• _WRITTEN TASKS_:
- 1) Write out the part of the article below on Sunak's Rwanda asylum plan that begins at the words "Sunak’s political problems" and stops after "more pressing problems.".
- 2) In the article below on Sunak's Rwanda asylum plan, what percentage of voters in this week's YouGov poll named immigration as one of the three biggest issues facing the country?
- 3) Render this sentence from the article below on Sunak's Rwanda asylum plan in Spanish: "Tory rightwingers want Sunak to legislate to disapply some of Britain's human rights obligations, including the ECHR, to enable asylum seekers to be put on planes to Rwanda."

• _PASSAGE PROVIDED_:
- - -

More than 20 Conservative MPs have written to Rishi Sunak urging him not to renege on Britain’s human rights commitments in his bid to send asylum seekers to Rwanda, as the party’s civil war over migration escalates.
Tory tensions on migration have run high this week, with one ally of the prime minister warning the debate over the UK’s membership of the European Convention on Human Rights would “tear the party apart”.
Sunak’s political problems have worsened since the Supreme Court blocked his flagship policy of sending “small boats” migrants to Rwanda and official figures showed net legal migration soared to 745,000 last year.
A YouGov poll this week found that 41 per cent of voters said immigration was one of the three biggest issues facing the country, up from 14 per cent in 2020. Only the economy and NHS are seen as more pressing problems.
The prime minister’s dilemma is that an attempt to sidestep legal obstacles to his Rwanda policy could trigger a battle with the courts and Tory moderates. But if Sunak is not “robust” enough, the Tory right will explode.
Tory rightwingers want Sunak to legislate to disapply some of Britain’s human rights obligations, including the ECHR, to enable asylum seekers to be put on planes to Rwanda.
But Tory insiders have told the Financial Times that “almost 30” Tory MPs have written to Sunak warning they will not support any dilution of Britain’s commitment to human rights treaties and laws.
Damian Green, chair of the moderate One Nation group of Tory MPs, said: “There are very widespread concerns across the parliamentary party that Britain must maintain its reputation as a country that believes in the rule of law.”
Sir Bob Neill, Tory chair of the Commons justice committee, said: “Many Conservative voters in traditional seats are uneasy with picking fights with the country’s institutions and want to keep to the treaties we have entered into.”
A Number 10 official said: “The objective here is a plan that gets flights off to Rwanda most quickly. No decisions have been taken.”
The latest migration row was triggered this month when the Supreme Court ruled that the Rwanda plan was unlawful because there was a risk people could be sent back to their country of origin when their lives were in danger.
The court said this breached international undertakings — including the ECHR, the UN Refugee Convention and the UN Convention against Torture — given effect in UK national law by statutes such as the Human Rights Act.

- - -

• _LISTING_:
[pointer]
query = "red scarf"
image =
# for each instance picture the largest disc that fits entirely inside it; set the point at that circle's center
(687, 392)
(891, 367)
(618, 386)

- - -

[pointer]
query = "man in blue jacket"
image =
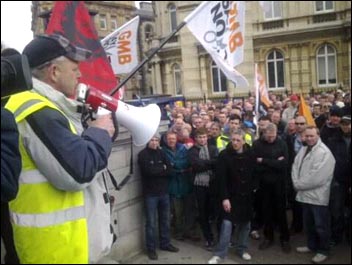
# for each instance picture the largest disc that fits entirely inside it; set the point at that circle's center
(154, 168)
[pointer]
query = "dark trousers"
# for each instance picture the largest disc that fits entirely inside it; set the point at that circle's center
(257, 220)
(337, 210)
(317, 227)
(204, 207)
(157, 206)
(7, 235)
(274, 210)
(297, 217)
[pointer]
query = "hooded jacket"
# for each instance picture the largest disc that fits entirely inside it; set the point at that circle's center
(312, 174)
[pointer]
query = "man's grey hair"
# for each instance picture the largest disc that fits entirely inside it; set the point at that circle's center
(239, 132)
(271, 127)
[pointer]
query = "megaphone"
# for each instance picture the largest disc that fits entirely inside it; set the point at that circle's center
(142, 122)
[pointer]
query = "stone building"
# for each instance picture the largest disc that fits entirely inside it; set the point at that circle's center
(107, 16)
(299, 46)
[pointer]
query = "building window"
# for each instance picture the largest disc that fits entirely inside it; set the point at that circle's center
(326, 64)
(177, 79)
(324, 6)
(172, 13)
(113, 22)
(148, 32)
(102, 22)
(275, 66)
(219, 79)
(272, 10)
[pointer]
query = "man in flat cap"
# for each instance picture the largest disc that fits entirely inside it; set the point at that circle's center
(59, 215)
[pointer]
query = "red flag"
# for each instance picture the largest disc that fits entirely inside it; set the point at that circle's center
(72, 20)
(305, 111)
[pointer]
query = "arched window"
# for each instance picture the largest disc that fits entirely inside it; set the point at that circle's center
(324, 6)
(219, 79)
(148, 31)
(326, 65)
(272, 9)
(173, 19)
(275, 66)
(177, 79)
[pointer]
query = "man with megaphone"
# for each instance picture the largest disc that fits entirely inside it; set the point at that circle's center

- - -

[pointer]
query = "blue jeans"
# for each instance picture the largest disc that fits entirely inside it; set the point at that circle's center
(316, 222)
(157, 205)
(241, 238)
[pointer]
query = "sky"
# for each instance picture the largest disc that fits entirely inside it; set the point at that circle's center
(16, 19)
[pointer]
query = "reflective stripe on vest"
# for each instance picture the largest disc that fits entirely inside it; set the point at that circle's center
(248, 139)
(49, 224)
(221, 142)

- - -

• _ANSWERS BELOW_:
- 1)
Sunak’s political problems have worsened since the Supreme Court blocked his flagship policy of sending “small boats” migrants to Rwanda and official figures showed net legal migration soared to 745,000 last year.
A YouGov poll this week found that 41 per cent of voters said immigration was one of the three biggest issues facing the country, up from 14 per cent in 2020. Only the economy and NHS are seen as more pressing problems.

- 2) 41 percent

- 3) Los tories del ala derecha quieren que Sunak legisle para dejar de aplicar algunas de las obligaciones de Gran Bretaña en materia de derechos humanos, incluido el CEDH, a fin de permitir que los solicitantes de asilo sean embarcados en aviones con destino a Ruanda.